◆ Text for analysis
Because I didn't want the book right now, I put some cash into the donation box they brought along. "They need every ringgit," Damyanti said, because it seems the Centre will fold due to lack of funds.
Patrick Teoh, broadcasting live from Seksan's
Poet and slam champion Jamal Raslan Abdul Jalil rocked the venue with recitals of youth, social issues and the future - things his generation are concerned with. Yvonne's condition rendered her deaf, among other things, so she had to "read" the gist of what was being read being typed out on her laptop. But my mental buffer runneth over too quickly, and most of it evaporated before I could key them in. Jamal was so good, he was invited to do an encore to end the event.
There was a small misunderstanding during Patrick Teoh's introduction. Neither Sharon nor I prompted Teoh to start compiling (not writing) his "Teohlogy" essays in the now-defunct Off The Edge magazine. After I'd heard about Hishamuddin Rais and Julian CH Lee's respective releases of their own compilations, I tweeted Sharon:
@sharonbakar First Hisham Rais, now Julian Lee. Will @patrickteoh follow suit?
10 August 2010 20:58:03 via Echofon in reply to sharonbakar
I can't remember what I was replying to, and Teoh had no idea what I was talking about. I responded:
Former Off The Edge contributors Hisham Rais and Julian Lee compiled their previous articles into books @patrickteoh. Waiting for yours.
11 August 2010 23:41:40 via Echofon in reply to patrickteoh
A brief summary of the Teohlogy saga: Teoh was invited to pontificate on issues that concerned the average Malaysian in a column, in the voice of a grumpy old man - hence the slightly anagrammatic term. It was Ezra Zaid of ZI Publications who approached Teoh with an offer to compile his essays into a book. Teohlogy was recently launched at Popular @ Ikano to a more or less star-studded audience that included, according to Teoh's description, a Special Branch operative. Wished you were there, hmm?
Naturally, Teoh read from his book. His August 2009 essay for Off The Edge, "All aso donch hep" is a commentary on our short memories and the establishment's spin machinery: "We have ways of making you forget. And that's an order!" And ah, that voice. If he returned to radio tomorrow, no one would even remember his long absence from the airwaves.
After the break, two contributors to the Malay-language gay anthology Orang Macam Kita (People Like Us) read their contributions.

◆ What the task asks
Quote the write-up of the reading event word for word, starting at "Patrick Teoh, broadcasting" and ending at "end the event.".

Extracted data entries:

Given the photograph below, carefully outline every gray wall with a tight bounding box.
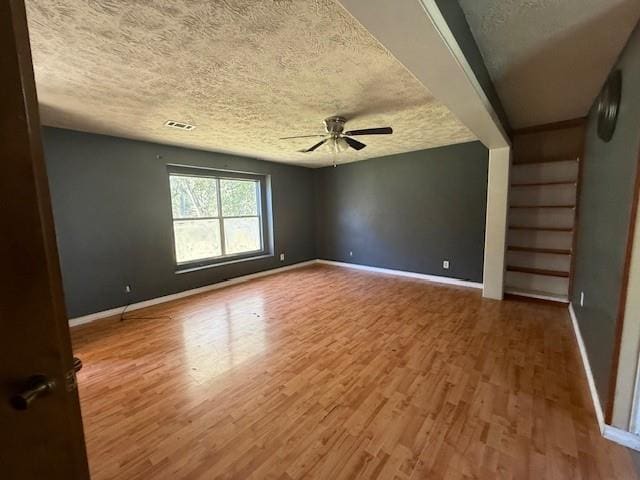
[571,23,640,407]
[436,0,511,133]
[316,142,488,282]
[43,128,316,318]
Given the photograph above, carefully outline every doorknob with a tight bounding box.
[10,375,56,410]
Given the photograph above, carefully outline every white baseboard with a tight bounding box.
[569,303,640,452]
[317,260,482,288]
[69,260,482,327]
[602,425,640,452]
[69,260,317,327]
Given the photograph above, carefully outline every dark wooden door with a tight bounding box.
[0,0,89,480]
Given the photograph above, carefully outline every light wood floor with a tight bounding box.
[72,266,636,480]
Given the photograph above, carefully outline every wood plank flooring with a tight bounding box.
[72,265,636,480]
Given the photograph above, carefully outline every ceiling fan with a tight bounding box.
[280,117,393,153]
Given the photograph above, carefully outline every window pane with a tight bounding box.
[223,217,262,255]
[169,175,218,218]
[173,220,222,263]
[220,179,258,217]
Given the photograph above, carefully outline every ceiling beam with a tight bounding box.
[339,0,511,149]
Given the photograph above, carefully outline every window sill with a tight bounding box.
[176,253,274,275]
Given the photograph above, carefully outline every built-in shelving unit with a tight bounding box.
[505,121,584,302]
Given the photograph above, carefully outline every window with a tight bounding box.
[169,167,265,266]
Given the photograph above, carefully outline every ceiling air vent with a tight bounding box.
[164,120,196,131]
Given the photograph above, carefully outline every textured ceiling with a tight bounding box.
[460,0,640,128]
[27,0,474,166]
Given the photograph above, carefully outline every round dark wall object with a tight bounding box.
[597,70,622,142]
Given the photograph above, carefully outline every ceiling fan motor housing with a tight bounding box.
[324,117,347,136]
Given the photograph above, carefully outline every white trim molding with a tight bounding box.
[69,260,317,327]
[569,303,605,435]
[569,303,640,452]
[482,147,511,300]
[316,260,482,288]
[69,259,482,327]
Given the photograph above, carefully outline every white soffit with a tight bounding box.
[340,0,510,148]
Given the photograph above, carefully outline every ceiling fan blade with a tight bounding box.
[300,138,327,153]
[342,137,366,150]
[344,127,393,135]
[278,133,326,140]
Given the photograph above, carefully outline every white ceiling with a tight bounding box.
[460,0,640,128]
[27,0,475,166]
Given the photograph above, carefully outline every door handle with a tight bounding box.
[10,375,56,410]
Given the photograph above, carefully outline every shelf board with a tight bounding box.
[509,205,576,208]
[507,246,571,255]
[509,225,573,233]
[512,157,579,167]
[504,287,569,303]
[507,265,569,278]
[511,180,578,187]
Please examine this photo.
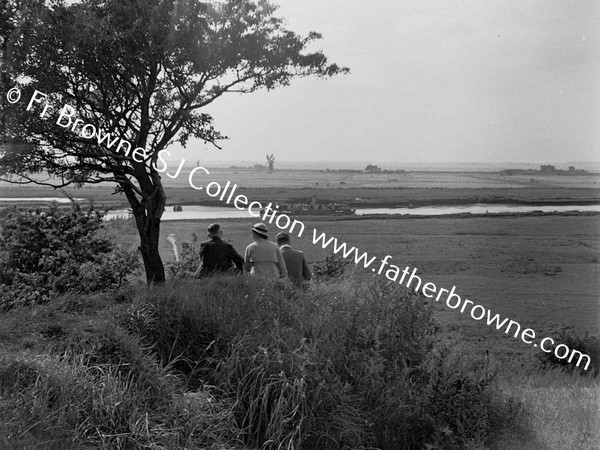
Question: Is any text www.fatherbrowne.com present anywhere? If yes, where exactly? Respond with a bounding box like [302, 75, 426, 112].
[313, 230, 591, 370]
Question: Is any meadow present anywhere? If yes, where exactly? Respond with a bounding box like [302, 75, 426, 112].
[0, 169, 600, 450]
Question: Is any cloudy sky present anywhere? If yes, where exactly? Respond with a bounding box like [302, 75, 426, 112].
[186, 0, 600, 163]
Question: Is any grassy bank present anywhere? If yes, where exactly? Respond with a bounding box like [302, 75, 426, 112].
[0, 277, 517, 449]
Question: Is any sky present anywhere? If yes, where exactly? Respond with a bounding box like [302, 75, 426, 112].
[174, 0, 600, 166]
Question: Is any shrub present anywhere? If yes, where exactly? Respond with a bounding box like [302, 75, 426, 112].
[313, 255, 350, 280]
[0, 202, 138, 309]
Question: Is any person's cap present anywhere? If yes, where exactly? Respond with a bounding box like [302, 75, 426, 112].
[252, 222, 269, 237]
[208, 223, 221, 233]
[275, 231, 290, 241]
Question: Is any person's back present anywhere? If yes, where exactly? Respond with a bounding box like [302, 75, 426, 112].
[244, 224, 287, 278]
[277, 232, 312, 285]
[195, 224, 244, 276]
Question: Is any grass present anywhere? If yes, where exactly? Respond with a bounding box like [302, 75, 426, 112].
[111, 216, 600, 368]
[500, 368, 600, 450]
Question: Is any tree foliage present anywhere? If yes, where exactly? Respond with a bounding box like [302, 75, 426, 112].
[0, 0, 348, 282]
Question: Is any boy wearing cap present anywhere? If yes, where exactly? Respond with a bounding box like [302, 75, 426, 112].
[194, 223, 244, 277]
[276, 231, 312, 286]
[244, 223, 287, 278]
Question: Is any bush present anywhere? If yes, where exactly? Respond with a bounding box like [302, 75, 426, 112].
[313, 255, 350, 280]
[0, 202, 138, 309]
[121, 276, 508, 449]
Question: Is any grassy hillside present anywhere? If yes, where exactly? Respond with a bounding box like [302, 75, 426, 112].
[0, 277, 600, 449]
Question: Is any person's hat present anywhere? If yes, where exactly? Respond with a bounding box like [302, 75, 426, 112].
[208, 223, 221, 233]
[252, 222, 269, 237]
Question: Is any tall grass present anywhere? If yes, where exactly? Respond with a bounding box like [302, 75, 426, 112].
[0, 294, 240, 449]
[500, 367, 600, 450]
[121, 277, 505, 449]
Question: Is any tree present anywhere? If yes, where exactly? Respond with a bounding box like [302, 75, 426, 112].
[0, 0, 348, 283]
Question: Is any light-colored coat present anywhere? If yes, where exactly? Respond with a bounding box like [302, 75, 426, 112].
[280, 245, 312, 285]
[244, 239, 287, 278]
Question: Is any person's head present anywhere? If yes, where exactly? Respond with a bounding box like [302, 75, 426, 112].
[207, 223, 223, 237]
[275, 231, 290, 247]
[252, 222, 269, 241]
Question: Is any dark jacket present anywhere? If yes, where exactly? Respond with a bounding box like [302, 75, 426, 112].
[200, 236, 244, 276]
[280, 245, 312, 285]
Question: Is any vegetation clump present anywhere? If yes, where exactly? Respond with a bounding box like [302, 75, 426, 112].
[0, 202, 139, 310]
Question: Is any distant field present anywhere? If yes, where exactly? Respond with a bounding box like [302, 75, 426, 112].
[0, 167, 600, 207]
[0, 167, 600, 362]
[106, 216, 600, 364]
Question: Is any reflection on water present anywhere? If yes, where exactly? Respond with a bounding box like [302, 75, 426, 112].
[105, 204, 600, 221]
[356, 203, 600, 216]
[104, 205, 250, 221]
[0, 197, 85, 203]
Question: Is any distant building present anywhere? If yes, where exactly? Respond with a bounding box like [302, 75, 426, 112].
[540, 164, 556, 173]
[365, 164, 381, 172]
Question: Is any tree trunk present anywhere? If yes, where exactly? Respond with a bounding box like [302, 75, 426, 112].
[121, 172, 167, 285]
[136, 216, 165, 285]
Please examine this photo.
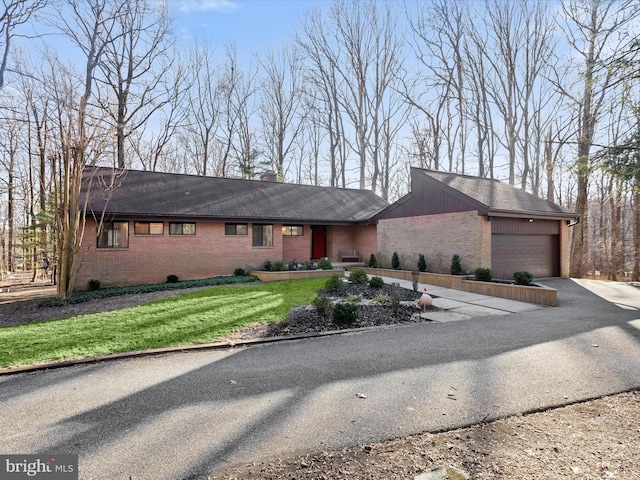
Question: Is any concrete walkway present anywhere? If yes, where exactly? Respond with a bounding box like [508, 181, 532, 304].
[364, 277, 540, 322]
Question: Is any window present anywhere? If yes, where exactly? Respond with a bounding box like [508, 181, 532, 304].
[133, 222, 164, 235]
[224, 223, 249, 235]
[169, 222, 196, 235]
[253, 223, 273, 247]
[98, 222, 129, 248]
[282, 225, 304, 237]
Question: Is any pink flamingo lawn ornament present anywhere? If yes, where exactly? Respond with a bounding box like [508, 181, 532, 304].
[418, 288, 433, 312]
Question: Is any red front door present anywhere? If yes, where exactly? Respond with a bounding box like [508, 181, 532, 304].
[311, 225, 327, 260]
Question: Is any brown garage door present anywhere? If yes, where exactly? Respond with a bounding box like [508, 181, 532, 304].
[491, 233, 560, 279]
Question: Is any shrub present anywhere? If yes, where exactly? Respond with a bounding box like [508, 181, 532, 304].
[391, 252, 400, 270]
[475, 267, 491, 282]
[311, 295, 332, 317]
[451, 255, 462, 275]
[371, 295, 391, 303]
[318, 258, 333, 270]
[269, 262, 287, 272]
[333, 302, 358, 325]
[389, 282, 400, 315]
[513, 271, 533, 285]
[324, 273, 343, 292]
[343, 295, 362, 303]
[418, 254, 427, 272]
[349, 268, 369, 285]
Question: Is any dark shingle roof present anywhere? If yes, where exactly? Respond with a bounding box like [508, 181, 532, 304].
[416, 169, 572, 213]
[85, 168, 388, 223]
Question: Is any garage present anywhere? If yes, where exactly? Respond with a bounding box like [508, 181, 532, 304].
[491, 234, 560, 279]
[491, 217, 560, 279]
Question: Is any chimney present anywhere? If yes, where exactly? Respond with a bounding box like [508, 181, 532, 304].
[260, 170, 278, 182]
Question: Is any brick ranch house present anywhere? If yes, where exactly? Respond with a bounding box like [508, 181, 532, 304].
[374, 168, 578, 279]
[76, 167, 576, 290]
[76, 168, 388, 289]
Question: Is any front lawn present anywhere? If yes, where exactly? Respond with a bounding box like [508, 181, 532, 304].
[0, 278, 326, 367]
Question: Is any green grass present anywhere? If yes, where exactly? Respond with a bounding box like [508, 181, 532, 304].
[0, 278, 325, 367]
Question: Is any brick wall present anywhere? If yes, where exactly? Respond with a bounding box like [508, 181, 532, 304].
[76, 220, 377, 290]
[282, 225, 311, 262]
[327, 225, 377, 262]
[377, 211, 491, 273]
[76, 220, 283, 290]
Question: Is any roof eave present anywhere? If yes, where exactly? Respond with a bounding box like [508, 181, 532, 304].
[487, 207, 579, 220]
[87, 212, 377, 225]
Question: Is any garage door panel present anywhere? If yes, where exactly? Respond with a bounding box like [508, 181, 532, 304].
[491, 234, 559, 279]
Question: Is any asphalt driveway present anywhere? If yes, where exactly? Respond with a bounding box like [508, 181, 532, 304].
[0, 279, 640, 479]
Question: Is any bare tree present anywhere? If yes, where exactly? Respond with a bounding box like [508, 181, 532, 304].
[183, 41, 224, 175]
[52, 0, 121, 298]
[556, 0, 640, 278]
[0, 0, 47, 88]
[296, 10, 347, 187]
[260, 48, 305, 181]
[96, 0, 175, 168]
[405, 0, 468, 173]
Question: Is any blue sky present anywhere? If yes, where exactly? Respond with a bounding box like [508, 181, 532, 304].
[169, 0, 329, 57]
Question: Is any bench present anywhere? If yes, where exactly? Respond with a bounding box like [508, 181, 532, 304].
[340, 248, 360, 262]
* * *
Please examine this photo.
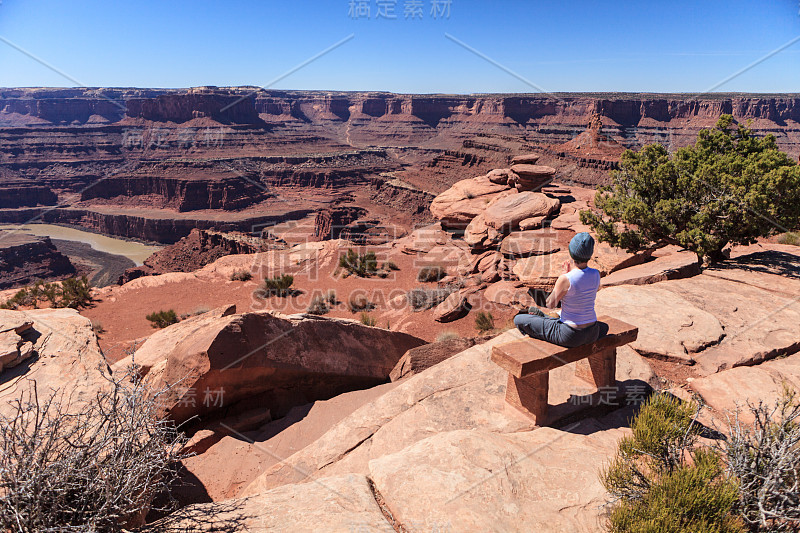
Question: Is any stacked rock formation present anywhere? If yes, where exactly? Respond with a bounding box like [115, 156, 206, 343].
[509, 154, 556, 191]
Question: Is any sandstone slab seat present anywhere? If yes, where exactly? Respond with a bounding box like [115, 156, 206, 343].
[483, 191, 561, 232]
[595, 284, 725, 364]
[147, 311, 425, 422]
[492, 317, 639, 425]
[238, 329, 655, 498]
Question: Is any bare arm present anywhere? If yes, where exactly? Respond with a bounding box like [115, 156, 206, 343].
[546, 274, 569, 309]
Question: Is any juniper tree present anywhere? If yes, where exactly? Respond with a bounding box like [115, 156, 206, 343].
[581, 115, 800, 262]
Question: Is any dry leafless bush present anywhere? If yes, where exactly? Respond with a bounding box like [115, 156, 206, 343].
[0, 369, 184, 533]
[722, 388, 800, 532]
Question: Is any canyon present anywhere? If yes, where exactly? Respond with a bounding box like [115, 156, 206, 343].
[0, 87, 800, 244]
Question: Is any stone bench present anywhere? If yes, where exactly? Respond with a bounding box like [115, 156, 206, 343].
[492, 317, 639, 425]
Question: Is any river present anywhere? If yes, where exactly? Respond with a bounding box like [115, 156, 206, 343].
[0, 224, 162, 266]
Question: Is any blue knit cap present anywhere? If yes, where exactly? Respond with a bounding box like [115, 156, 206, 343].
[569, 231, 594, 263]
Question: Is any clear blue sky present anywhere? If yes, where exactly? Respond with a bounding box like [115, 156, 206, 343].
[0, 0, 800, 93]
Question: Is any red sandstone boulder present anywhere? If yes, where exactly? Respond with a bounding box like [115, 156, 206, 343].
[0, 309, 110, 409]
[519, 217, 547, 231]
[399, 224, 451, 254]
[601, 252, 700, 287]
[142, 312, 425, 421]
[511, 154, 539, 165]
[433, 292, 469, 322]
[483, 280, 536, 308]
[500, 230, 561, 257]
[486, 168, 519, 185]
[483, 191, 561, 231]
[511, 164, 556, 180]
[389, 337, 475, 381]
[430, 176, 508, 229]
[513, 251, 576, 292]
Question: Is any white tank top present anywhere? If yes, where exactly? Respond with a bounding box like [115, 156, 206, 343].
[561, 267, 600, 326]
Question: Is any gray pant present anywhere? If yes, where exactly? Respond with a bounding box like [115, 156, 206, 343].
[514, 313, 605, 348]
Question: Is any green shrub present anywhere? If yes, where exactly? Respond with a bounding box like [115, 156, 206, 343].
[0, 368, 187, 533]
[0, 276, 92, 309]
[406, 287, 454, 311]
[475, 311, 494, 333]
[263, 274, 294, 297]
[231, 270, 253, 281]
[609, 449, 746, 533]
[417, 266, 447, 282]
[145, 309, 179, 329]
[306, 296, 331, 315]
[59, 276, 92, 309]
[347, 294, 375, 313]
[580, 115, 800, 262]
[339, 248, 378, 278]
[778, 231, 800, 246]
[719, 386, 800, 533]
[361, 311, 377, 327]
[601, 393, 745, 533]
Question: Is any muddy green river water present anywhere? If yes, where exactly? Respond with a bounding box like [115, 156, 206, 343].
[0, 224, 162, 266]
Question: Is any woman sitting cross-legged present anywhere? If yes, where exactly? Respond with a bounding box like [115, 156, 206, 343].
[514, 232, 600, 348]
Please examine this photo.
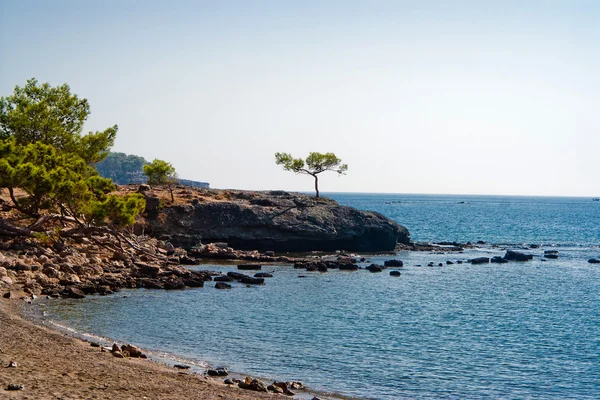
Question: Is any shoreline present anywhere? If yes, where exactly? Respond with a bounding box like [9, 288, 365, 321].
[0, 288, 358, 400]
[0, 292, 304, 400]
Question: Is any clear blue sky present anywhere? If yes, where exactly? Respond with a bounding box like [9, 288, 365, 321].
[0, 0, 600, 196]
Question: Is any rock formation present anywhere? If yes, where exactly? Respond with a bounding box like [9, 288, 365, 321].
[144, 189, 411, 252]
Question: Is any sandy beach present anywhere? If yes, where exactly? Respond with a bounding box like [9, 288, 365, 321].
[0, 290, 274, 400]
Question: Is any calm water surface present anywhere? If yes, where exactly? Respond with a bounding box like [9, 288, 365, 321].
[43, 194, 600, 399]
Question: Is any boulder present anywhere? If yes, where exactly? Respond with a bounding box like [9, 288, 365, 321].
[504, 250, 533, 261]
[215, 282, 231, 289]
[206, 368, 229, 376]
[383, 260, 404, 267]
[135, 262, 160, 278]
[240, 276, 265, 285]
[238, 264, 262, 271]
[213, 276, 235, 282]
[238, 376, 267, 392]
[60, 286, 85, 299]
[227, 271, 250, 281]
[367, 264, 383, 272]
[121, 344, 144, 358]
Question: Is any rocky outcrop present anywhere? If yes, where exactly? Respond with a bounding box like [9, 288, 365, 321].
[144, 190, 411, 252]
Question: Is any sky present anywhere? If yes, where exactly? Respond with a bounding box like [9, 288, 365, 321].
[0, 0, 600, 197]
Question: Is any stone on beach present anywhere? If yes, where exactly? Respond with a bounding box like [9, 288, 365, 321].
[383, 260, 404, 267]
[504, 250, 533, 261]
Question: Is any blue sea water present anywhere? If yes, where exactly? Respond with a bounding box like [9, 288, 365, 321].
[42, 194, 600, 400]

◆ Task answer
Patrick Teoh, broadcasting live from Seksan's
Poet and slam champion Jamal Raslan Abdul Jalil rocked the venue with recitals of youth, social issues and the future - things his generation are concerned with. Yvonne's condition rendered her deaf, among other things, so she had to "read" the gist of what was being read being typed out on her laptop. But my mental buffer runneth over too quickly, and most of it evaporated before I could key them in. Jamal was so good, he was invited to do an encore to end the event.